## SET EXERCISE 1:
From the listing below, copy out every line from the one containing "# test: for every instance of the forest" through the final line of the listing, both included. Reproduce those lines without any change.

## SOURCE DOCUMENT:
========================================

SAN DIEGO, June 21, 2016 /PRNewswire/ -- Sempra Energy
(NYSE: SRE) today released its 2015 corporate responsibility report, "People, Priorities and Performance." The report describes
Sempra Energy's progress in developing and delivering renewable energy, achieving safety goals, minimizing the use of fresh water
and improving employee diversity.
"To be successful we must be committed to our core strengths and values," said Debra L. Reed,
Sempra Energy's chairman and CEO. "We must continue to make safety our top priority; maintain excellent customer service; execute
on our growth strategy; and abide by high ethical standards."
Milestones published in the 2015 corporate responsibility report include:
- Renewable energy: Sempra Energy subsidiary Sempra U.S. Gas & Power completed its largest solar energy
project, the jointly owned 250-megawatt (MW) Copper Mountain Solar 3 project in Boulder City,
Nevada. By year-end 2016, Sempra U.S. Gas & Power's goal is to operate solely or jointly with partners nearly 2,300
MW of renewable energy.
- Water: Fresh water represented only 2 percent of the water withdrawn by Sempra Energy and its
subsidiaries.
- Safety: The Sempra Energy companies achieved a consolidated recordable incident rate of 2.01 cases per 100
workers, nearly 20-percent better than the company's target.
- Diversity and inclusion: More than half of Sempra Energy's U.S. workforce is comprised of ethnic minorities.
As of Dec. 31, 2015, six of the 12 members of Sempra Energy's board of directors were women or
people of color.
Sempra Energy's corporate responsibility report is available online at responsibility.sempra.com.
Sempra Energy's four principal subsidiaries are Southern California Gas Co., San Diego Gas & Electric, Sempra
International and Sempra U.S. Gas & Power.
Sempra Energy (NYSE: SRE), based in San Diego, is a Fortune 500 energy services holding company with 2015 revenues of more than
$10 billion. The Sempra Energy companies' 17,000 employees serve more than 32 million
consumers worldwide.
This press release contains statements that are not historical fact and constitute forward-looking statements within the
meaning of the Private Securities Litigation Reform Act of 1995. These statements can be identified by words like
"believes," "expects," "anticipates," "plans," "estimates," "projects," "forecasts," "contemplates," "intends," "assumes,"
"depends," "should," "could," "would," "will," "confident," "may," "potential," "possible," "proposed," "target,"
"pursue," "goals," "outlook," "maintain," or similar expressions or discussions of guidance, strategies, plans, goals,
opportunities, projections, initiatives, objectives or intentions. Forward-looking statements are not guarantees of
performance. They involve risks, uncertainties and assumptions. Future results may differ materially from those
expressed in the forward-looking statements.

========================================

## AVAILABLE DATA:
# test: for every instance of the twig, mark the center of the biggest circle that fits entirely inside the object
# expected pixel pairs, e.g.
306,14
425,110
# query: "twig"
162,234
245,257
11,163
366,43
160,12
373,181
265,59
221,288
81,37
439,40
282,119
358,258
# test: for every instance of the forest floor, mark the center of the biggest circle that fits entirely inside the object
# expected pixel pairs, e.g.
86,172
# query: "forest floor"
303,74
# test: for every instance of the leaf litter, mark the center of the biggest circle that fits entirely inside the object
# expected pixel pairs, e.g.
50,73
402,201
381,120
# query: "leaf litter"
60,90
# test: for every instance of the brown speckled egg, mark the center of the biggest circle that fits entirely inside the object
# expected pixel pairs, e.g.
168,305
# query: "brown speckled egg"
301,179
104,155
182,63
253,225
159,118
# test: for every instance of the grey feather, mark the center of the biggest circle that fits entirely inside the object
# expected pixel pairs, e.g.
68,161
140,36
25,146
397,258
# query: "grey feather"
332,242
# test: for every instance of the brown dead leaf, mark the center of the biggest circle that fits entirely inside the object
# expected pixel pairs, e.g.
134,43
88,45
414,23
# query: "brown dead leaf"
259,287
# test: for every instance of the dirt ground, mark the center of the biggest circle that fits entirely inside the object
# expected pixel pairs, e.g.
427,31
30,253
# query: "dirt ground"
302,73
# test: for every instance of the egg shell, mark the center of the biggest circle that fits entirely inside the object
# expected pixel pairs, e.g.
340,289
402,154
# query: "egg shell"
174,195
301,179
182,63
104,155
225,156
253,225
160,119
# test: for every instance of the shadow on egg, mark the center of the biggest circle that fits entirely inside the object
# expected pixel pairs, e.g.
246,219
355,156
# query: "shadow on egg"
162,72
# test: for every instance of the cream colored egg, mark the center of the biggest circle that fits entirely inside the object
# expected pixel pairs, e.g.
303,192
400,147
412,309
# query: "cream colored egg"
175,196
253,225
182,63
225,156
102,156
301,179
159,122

========================================

## SET EXERCISE 2:
Name the four principal subsidiaries of Sempra Energy given in the press release above.

## WORKED ANSWER 1:
# test: for every instance of the forest floor, mark the center of the biggest circle that fits entirely inside the object
# expected pixel pairs, e.g.
86,172
# query: "forest floor"
303,74
# test: for every instance of the leaf litter, mark the center of the biggest circle that fits entirely inside the object
# expected pixel pairs, e.g.
50,73
402,201
381,120
# query: "leaf litter"
60,90
# test: for every instance of the brown speckled egg, mark the center of the biggest circle that fits entirely inside the object
# expected pixel pairs, e.g.
168,305
# query: "brown speckled egg"
301,179
104,155
182,63
253,225
159,118
# test: for every instance of the grey feather, mark the center of the biggest circle that fits entirely inside the object
# expected pixel pairs, e.g.
68,161
140,36
25,146
397,258
# query: "grey feather"
332,242
# test: for every instance of the brown dead leaf, mark the center of the biggest circle that fits entirely inside the object
# expected pixel pairs, e.g.
134,43
88,45
414,23
# query: "brown dead leaf"
259,287
# test: for every instance of the dirt ground, mark the center of the biggest circle that fits entirely inside the object
# expected pixel pairs, e.g.
427,31
30,253
# query: "dirt ground"
302,73
# test: for every instance of the egg shell, mark the center of the biggest circle that fits entirely inside the object
# expected pixel pairs, e.g.
340,289
402,154
# query: "egg shell"
174,195
301,179
182,63
104,155
225,156
253,225
160,119
# test: for every instance of the shadow on egg, mark the center of the biggest circle that fits entirely inside the object
# expected pixel pairs, e.g.
246,219
355,156
# query: "shadow on egg"
162,72
# test: for every instance of the cream colored egg, mark the center of the biggest circle that fits entirely inside the object
# expected pixel pairs, e.g.
303,192
400,147
412,309
# query: "cream colored egg"
175,196
253,225
182,63
225,156
102,156
301,179
159,122

## WORKED ANSWER 2:
Southern California Gas Co.
San Diego Gas & Electric
Sempra International
Sempra U.S. Gas & Power